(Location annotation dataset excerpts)
— START —
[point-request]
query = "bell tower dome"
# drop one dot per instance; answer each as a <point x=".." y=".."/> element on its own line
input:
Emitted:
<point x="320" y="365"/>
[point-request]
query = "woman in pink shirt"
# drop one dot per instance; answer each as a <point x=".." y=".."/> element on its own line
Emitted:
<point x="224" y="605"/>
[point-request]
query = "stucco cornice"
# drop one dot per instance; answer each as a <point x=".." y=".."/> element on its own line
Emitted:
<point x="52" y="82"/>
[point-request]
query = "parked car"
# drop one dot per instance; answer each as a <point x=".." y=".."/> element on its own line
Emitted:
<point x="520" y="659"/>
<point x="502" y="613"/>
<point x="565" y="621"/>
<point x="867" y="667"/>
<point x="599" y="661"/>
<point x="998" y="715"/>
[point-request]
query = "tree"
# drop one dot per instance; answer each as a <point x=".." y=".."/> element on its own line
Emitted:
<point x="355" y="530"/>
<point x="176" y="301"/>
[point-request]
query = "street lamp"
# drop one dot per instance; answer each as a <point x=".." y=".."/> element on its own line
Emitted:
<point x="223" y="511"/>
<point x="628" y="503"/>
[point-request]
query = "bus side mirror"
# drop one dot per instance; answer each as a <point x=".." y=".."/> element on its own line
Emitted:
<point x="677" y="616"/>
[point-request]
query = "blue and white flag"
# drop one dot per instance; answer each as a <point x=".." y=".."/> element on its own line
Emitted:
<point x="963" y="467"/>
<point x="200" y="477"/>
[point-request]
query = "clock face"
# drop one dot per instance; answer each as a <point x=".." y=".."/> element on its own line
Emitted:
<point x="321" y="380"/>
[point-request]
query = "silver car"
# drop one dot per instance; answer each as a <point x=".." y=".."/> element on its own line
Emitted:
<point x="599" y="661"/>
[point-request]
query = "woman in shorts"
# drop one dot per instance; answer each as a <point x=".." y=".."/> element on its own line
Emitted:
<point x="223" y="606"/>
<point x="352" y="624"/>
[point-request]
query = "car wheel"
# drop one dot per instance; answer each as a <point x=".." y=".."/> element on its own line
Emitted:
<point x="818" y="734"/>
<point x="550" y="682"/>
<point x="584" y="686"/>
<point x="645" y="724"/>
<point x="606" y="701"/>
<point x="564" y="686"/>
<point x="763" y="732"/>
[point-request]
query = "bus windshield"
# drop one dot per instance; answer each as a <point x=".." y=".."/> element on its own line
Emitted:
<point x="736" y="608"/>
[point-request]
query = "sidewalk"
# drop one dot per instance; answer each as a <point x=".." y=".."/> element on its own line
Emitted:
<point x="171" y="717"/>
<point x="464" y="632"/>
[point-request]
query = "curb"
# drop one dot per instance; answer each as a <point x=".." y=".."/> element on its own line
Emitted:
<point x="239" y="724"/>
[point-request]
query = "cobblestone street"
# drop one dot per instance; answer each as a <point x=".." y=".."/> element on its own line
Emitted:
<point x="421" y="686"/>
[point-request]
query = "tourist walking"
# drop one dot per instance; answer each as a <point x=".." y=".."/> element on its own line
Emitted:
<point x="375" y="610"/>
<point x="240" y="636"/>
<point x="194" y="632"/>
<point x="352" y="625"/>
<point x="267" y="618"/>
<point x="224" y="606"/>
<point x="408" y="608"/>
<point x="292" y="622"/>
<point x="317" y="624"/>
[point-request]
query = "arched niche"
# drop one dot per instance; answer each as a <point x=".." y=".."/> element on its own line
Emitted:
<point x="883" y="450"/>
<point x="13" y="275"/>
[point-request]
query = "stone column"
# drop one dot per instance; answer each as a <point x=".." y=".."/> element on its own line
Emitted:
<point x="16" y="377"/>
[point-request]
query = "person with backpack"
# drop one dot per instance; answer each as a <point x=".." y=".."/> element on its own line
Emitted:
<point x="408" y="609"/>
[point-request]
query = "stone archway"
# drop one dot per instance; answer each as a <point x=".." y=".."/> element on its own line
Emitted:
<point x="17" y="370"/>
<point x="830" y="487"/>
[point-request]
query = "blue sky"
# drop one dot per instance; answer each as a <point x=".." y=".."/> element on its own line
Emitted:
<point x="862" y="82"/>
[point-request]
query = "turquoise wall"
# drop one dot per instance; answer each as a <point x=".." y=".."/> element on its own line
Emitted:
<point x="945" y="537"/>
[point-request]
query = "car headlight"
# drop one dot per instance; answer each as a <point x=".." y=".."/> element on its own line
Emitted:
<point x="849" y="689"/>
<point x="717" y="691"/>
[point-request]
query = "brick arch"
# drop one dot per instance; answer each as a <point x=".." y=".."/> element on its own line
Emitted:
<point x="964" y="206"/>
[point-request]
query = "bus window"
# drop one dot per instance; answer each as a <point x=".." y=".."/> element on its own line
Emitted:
— END —
## AIM
Write out every entry again exactly, please, with nothing missing.

## SOLVED PROBLEM
[point-request]
query = "bell tower dome"
# drop one dot per instance; answer each as a <point x=".." y=".."/> element on its own line
input:
Emitted:
<point x="320" y="365"/>
[point-request]
query = "woman in pink shirt"
# drop one dot per instance; answer each as a <point x=".." y=".."/> element on its own line
Emitted:
<point x="224" y="605"/>
[point-request]
query = "stucco cornice"
# drop one dot per instance; answer each as a <point x=".." y=".."/> element on its own line
Emitted:
<point x="52" y="82"/>
[point-request]
query = "parked car"
# drop one dot per instance; answer each as a <point x=".." y=".."/> element on its own line
Emitted:
<point x="520" y="659"/>
<point x="502" y="613"/>
<point x="565" y="621"/>
<point x="867" y="667"/>
<point x="599" y="661"/>
<point x="998" y="715"/>
[point-request]
query = "tree"
# drop one dot per instance; answer each as a <point x=".." y=".."/> element on its own line
Emitted:
<point x="355" y="530"/>
<point x="176" y="301"/>
[point-request]
query = "street lamp"
# drop one dot per instance; answer each as a <point x=".." y=".."/> element on its own line
Emitted:
<point x="223" y="511"/>
<point x="628" y="503"/>
[point-request]
query = "bus side mirror"
# drop one dot per instance; answer each as a <point x=".." y=".."/> element on its own line
Emitted:
<point x="677" y="616"/>
[point-request]
query = "blue and white flag"
# drop one dot per instance; answer each as a <point x=".." y=".."/> element on its own line
Emitted:
<point x="963" y="467"/>
<point x="200" y="477"/>
[point-request]
query = "clock face"
# drop one dot per instance; answer each as a <point x=".." y=".."/> element on its own line
Emitted:
<point x="321" y="380"/>
[point-request]
query = "silver car"
# drop one dot per instance; answer each as a <point x=".." y=".."/> element on its own line
Emitted:
<point x="599" y="661"/>
[point-request]
query = "woman in shorts"
# drop one dot per instance; answer each as a <point x=".." y=".."/> element on its own line
Emitted:
<point x="223" y="606"/>
<point x="352" y="624"/>
[point-request]
query = "car wheel"
# drop one dot per instance; answer each as a <point x=".." y=".."/> element on its own line
Emitted:
<point x="818" y="734"/>
<point x="550" y="682"/>
<point x="584" y="686"/>
<point x="645" y="724"/>
<point x="606" y="701"/>
<point x="564" y="686"/>
<point x="763" y="732"/>
[point-request]
query = "bus windshield"
# drop one dot per instance; answer each as a <point x=".." y=".."/> element on its own line
Emitted:
<point x="736" y="608"/>
[point-request]
query = "sidewalk"
# drop one dot per instance; answer each as a <point x=".." y=".."/> element on its own line
Emitted:
<point x="171" y="717"/>
<point x="464" y="632"/>
[point-request]
query = "curb"
# drop one dot per instance; answer each as a <point x=".." y=".."/> element on its own line
Emitted:
<point x="239" y="724"/>
[point-request]
query = "cobblestone street"
# drop one dot per instance; answer each as a <point x=".." y=".."/> element on its own line
Emitted:
<point x="421" y="686"/>
[point-request]
query = "tourist walking"
# drop one dot per instance; answer each as a <point x=".." y=".."/> element on its own line
Emitted:
<point x="375" y="610"/>
<point x="240" y="636"/>
<point x="194" y="632"/>
<point x="352" y="625"/>
<point x="267" y="618"/>
<point x="224" y="606"/>
<point x="408" y="608"/>
<point x="292" y="622"/>
<point x="317" y="624"/>
[point-request]
query = "arched niche"
# drop one dot per instance; answer each as a <point x=".." y=".."/> element on its own line
Emitted:
<point x="883" y="450"/>
<point x="13" y="275"/>
[point-request]
query = "stone column"
# drop one dot per instance; answer each as a <point x=".." y=".."/> element on its own line
Emitted:
<point x="16" y="377"/>
[point-request]
query = "person with backpack"
# drop one dot per instance; answer each as a <point x=".." y=".."/> element on its own line
Emitted:
<point x="408" y="609"/>
[point-request]
query = "stone archway"
# drop one dot per instance; answer each as a <point x=".." y=".."/> element on its own line
Emitted:
<point x="17" y="370"/>
<point x="830" y="487"/>
[point-request]
query = "blue sky"
# drop one dot per instance; answer each as a <point x=".." y=".."/> element on its own line
Emitted:
<point x="862" y="82"/>
[point-request]
query = "turquoise wall"
# drop one dot per instance; answer each as a <point x=".." y=".."/> element on its own line
Emitted:
<point x="945" y="537"/>
[point-request]
query = "car headlight"
# drop one dot per instance; answer each as a <point x=".." y=".."/> element on its own line
Emitted:
<point x="849" y="689"/>
<point x="717" y="691"/>
[point-request]
query = "brick arch"
# drop one dot per instance; answer each as a <point x=".." y=".."/> element on its own line
Emitted:
<point x="964" y="206"/>
[point-request]
query = "bus window"
# drop one dot per instance; answer each as a <point x=".." y=".."/> element on its own line
Emitted:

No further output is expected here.